WORK TASK – After removing every image, reproduce the data exactly as it appears.

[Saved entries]
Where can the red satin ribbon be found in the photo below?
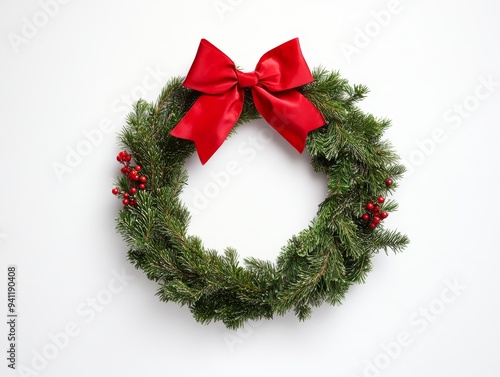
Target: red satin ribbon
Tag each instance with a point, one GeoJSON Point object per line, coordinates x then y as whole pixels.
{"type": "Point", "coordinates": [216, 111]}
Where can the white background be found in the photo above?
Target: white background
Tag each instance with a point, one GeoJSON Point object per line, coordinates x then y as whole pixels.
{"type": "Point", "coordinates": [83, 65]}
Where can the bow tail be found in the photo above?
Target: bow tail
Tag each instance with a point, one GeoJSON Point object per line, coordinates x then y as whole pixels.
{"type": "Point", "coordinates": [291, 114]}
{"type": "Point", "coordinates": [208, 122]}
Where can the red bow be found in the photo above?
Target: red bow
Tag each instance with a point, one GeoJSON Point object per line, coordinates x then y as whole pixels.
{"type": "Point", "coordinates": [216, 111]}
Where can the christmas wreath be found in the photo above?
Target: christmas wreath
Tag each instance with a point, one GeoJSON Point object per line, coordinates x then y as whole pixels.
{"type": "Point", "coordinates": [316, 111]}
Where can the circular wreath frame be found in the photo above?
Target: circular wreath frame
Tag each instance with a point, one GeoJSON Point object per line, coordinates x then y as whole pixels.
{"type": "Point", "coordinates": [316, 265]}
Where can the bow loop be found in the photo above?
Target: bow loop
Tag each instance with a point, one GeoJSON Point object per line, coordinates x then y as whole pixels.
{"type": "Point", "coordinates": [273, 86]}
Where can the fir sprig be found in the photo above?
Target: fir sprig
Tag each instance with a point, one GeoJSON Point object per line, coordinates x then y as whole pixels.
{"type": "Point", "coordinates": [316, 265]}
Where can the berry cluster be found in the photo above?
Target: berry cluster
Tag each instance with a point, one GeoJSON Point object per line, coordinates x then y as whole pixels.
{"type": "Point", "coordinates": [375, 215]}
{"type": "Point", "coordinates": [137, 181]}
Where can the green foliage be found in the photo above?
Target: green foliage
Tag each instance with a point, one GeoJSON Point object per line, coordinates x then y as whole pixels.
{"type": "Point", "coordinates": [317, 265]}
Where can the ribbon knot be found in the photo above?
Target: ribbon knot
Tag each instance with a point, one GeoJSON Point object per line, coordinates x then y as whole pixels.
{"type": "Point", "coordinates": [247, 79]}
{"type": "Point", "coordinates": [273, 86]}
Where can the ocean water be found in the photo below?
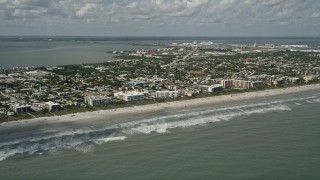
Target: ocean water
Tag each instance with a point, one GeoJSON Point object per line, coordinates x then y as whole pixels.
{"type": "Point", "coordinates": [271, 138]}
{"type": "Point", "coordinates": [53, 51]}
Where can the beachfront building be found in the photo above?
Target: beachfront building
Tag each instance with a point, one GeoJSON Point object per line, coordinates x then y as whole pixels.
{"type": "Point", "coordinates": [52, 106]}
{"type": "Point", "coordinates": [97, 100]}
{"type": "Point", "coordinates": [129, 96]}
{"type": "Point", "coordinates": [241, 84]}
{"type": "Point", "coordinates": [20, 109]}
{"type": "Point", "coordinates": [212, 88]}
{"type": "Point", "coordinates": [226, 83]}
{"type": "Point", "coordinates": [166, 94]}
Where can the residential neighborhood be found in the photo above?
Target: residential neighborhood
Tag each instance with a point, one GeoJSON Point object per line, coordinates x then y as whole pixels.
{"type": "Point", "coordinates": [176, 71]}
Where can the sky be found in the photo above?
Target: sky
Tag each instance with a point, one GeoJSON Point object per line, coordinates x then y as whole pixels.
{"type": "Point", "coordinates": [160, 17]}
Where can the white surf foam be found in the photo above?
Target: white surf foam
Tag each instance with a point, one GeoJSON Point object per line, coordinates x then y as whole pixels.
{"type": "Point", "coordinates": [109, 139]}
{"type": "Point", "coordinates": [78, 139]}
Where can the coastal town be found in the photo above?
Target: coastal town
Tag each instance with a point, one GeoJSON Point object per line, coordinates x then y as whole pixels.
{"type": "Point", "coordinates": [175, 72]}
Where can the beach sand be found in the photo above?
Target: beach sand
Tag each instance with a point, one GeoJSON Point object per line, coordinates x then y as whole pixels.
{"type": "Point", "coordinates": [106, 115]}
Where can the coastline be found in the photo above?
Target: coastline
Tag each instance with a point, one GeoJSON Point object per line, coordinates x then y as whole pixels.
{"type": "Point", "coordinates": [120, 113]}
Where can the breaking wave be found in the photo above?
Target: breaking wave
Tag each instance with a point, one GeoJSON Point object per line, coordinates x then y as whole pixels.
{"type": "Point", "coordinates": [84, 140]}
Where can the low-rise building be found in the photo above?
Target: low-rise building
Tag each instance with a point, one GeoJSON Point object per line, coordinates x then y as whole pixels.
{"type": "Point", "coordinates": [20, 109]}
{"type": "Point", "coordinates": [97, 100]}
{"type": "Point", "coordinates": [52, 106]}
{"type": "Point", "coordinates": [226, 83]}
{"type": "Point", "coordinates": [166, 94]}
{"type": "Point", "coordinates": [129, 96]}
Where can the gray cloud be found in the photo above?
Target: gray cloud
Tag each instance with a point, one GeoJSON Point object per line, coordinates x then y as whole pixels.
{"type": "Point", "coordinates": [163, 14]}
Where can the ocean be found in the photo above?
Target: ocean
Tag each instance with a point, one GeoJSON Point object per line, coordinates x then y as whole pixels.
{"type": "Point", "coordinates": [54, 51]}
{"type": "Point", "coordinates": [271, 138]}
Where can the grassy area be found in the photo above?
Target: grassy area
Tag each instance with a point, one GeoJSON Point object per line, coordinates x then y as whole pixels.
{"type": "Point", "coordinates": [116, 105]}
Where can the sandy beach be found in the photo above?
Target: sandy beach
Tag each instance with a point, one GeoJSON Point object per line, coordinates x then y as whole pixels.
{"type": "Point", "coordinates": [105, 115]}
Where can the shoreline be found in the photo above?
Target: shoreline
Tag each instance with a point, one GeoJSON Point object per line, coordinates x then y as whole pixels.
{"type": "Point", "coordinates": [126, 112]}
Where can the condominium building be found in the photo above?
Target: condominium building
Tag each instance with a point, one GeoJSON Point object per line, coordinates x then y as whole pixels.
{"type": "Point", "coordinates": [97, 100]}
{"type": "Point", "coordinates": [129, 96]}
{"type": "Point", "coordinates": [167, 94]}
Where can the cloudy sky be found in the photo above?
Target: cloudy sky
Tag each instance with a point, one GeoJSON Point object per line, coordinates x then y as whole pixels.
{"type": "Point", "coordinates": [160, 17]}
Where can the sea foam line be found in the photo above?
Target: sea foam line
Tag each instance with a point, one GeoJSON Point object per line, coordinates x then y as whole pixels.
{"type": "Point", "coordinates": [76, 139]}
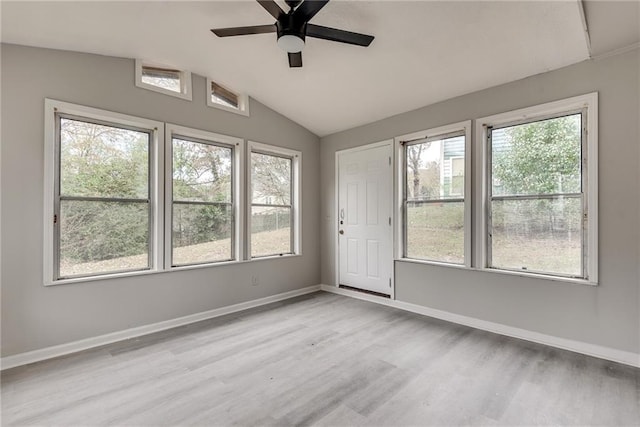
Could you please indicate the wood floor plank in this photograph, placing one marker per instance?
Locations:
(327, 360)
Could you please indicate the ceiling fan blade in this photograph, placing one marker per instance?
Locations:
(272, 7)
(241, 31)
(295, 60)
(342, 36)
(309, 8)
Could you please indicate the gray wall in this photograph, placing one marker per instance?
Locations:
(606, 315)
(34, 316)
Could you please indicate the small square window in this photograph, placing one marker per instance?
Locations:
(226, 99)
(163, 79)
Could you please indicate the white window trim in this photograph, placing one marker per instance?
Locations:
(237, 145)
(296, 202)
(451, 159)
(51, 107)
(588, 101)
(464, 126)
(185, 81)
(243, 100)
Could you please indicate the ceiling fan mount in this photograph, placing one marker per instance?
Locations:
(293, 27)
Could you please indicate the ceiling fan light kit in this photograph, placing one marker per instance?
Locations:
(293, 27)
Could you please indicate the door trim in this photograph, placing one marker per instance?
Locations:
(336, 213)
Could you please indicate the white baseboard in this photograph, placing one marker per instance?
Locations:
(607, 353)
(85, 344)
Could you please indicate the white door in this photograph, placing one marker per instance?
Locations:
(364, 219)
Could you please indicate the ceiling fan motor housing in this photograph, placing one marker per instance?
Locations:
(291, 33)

REPLY –
Where can the red satin ribbon be found in the photo below?
Target: red satin ribbon
Tag each instance with a point, one GeoJSON Point object per line, coordinates x then y as whole pixels.
{"type": "Point", "coordinates": [216, 111]}
Where can the white background be found in the photo above?
Target: white background
Tag each instance with a point, one GeoJSON Point object per line, coordinates x then y as whole pixels.
{"type": "Point", "coordinates": [83, 65]}
Where can the bow tail be found in the photo above?
Target: bow tail
Tag each instance with a point, one GeoJSON Point object per line, coordinates x then y as whole pixels.
{"type": "Point", "coordinates": [291, 114]}
{"type": "Point", "coordinates": [208, 122]}
Where can the red bow be found in the photo above?
Target: red bow
Tag each instance with a point, one GeoJSON Point object per line, coordinates x then y as whole pixels.
{"type": "Point", "coordinates": [216, 111]}
Where can the christmas wreath be found in the photo above?
Target: christmas wreath
Tag each instance with a point, one GeoJSON Point object per line, coordinates x then y as whole pixels.
{"type": "Point", "coordinates": [316, 111]}
Where can the circular wreath frame be found in the photo above?
Target: circular wreath frame
Tag each instance with a point, one GeoJSON Point object per line, coordinates x then y as whole pixels.
{"type": "Point", "coordinates": [316, 265]}
Where can the bow loop be found in the photo above?
Target: bow loop
Tag each instance with a point, one GeoJSON Point object per line, coordinates x then y as whole pixels.
{"type": "Point", "coordinates": [273, 86]}
Where can the fir sprig be found in the photo above?
Target: fir sprig
Tag each instance with a point, one GeoJSON Point object per line, coordinates x then y as whole pixels.
{"type": "Point", "coordinates": [316, 265]}
Where can the berry cluster be found in the photo above?
Target: berry cluster
Tag each instance with a point, one GeoJSON Point object per line, coordinates x then y as whole pixels.
{"type": "Point", "coordinates": [375, 215]}
{"type": "Point", "coordinates": [137, 181]}
Where can the green foliage be found in the photo above?
Target: green foliage
Tag each instance with a point, one GeoJSON Point object per line, coordinates x then y as whole pixels.
{"type": "Point", "coordinates": [317, 265]}
Where can the ribbon knot be found in the photo above?
Target: ribbon knot
Tag each instance with a point, one GeoJSON Point object per line, coordinates x then y as whole pixels.
{"type": "Point", "coordinates": [247, 79]}
{"type": "Point", "coordinates": [273, 86]}
Where can the ocean water be found in the photo below?
Target: ocean water
Tag each instance with a point, one GeoJSON Point object per line, coordinates x then y as whole pixels.
{"type": "Point", "coordinates": [271, 138]}
{"type": "Point", "coordinates": [53, 51]}
Where can the beachfront building be found in the photo above?
Target: beachfront building
Tag each instance with a point, one GeoJSON Point object per line, coordinates x then y as whole pixels.
{"type": "Point", "coordinates": [52, 106]}
{"type": "Point", "coordinates": [97, 100]}
{"type": "Point", "coordinates": [129, 96]}
{"type": "Point", "coordinates": [241, 84]}
{"type": "Point", "coordinates": [20, 109]}
{"type": "Point", "coordinates": [212, 88]}
{"type": "Point", "coordinates": [226, 83]}
{"type": "Point", "coordinates": [166, 94]}
Where can the residential neighborhood be found in the photo above?
Target: residential neighborhood
Tag each instance with a point, one GeoJSON Point object per line, coordinates x then y as whole pixels.
{"type": "Point", "coordinates": [176, 71]}
Where can the sky be found in the photo above?
Target: sky
Tag each instance with a point, one GeoJSON Point object per line, coordinates x then y as whole pixels.
{"type": "Point", "coordinates": [160, 17]}
Where can the white surf foam be found in the photo above?
Target: white surf foam
Tag each instance with a point, one GeoJSON Point object per line, coordinates x then y as whole pixels.
{"type": "Point", "coordinates": [109, 139]}
{"type": "Point", "coordinates": [78, 139]}
Where can the coastal town be found in the photo above?
Target: coastal town
Tag each instance with a point, one GeoJSON Point object per line, coordinates x then y as whole pixels.
{"type": "Point", "coordinates": [175, 72]}
Where can the beach sand be found in the photo above?
Target: beach sand
Tag each instance with a point, one GeoJSON Point object per line, coordinates x then y as whole pixels.
{"type": "Point", "coordinates": [106, 115]}
Where can the coastline be found in the photo above?
Target: coastline
Tag each instance with a point, one GeoJSON Point object per line, coordinates x then y as whole pixels.
{"type": "Point", "coordinates": [120, 113]}
Where can the breaking wave be found in the photo above?
Target: breaking wave
Tag each instance with a point, one GeoJSON Point object per line, coordinates x then y as whole pixels.
{"type": "Point", "coordinates": [84, 140]}
Where can the low-rise building be found in the photo above?
Target: low-rise building
Tag each instance with a point, one GeoJSON Point object per line, coordinates x then y as whole pixels.
{"type": "Point", "coordinates": [20, 109]}
{"type": "Point", "coordinates": [97, 100]}
{"type": "Point", "coordinates": [52, 106]}
{"type": "Point", "coordinates": [226, 83]}
{"type": "Point", "coordinates": [166, 94]}
{"type": "Point", "coordinates": [129, 96]}
Where can the gray cloud be found in the photo above?
Target: gray cloud
Tag each instance with a point, one GeoJSON Point object per line, coordinates x then y as whole pixels.
{"type": "Point", "coordinates": [163, 14]}
Where can the ocean be found in the photo above?
Target: ocean
Tag each instance with a point, one GeoJSON Point object per line, coordinates x then y as whole pixels.
{"type": "Point", "coordinates": [54, 51]}
{"type": "Point", "coordinates": [271, 138]}
Where can the grassy area be found in the photo above?
Target: grassy area
Tag each instance with a point, one GeoJSON Point object per line, coordinates x then y as whole pixels.
{"type": "Point", "coordinates": [116, 105]}
Where can the sandy beach be found in the photo above?
Target: sandy beach
Tag each instance with a point, one GeoJSON Point object per line, coordinates x then y as whole pixels.
{"type": "Point", "coordinates": [105, 115]}
Where can the shoreline be found in the photo above?
Target: shoreline
Tag each instance with a point, one GeoJSON Point object per line, coordinates x then y as whole pixels.
{"type": "Point", "coordinates": [126, 112]}
Where can the condominium building be found in the photo above?
Target: condominium building
Tag each instance with a point, one GeoJSON Point object per line, coordinates x then y as whole pixels.
{"type": "Point", "coordinates": [97, 100]}
{"type": "Point", "coordinates": [129, 96]}
{"type": "Point", "coordinates": [167, 94]}
Where can the cloudy sky be found in the photo above?
Target: cloudy sky
Tag each instance with a point, one GeoJSON Point object per line, coordinates x then y as whole pixels.
{"type": "Point", "coordinates": [160, 17]}
Where can the sea foam line be found in the photo above?
Target: sea foam line
Tag each instance with a point, one GeoJSON Point object per line, coordinates x then y as whole pixels.
{"type": "Point", "coordinates": [76, 139]}
Could you please indicate the wood floor plank in this photograph, placing one marker per instance?
Locations:
(327, 360)
Could you please indicate the ceiling fan blade in this photograph, placing one marker per instance?
Locations:
(272, 7)
(241, 31)
(295, 60)
(342, 36)
(309, 8)
Could you please indicate the gray wall in this photograph, placing one marker per instance?
Locations:
(606, 315)
(34, 316)
Could you please indicate the small square window in this photograph, placing one marker per instance?
Locations:
(226, 99)
(163, 79)
Could you please indicate the white window trim in this photograph, placing one marker per instance?
Locations:
(237, 145)
(296, 202)
(451, 159)
(51, 107)
(588, 101)
(464, 126)
(185, 81)
(243, 100)
Could you please indicate the ceiling fan mount in this photograph, placing one marker per instance?
Locations:
(293, 27)
Could you please indicate the ceiling fan light kit in this photograph, placing one marker per instance?
Locations:
(293, 27)
Could you please indicate the door trim in this photograph, placing one marker per instance?
Locations:
(336, 213)
Could you please indicate the white baseboard in this photograph, placing one marker per instance?
Locations:
(607, 353)
(85, 344)
Could you please indicate the white door in this photograph, placing one marker per instance?
Locations:
(364, 219)
Could you please indicate the ceiling fan motor housing in this photograph, placing one marker per instance?
Locations:
(291, 33)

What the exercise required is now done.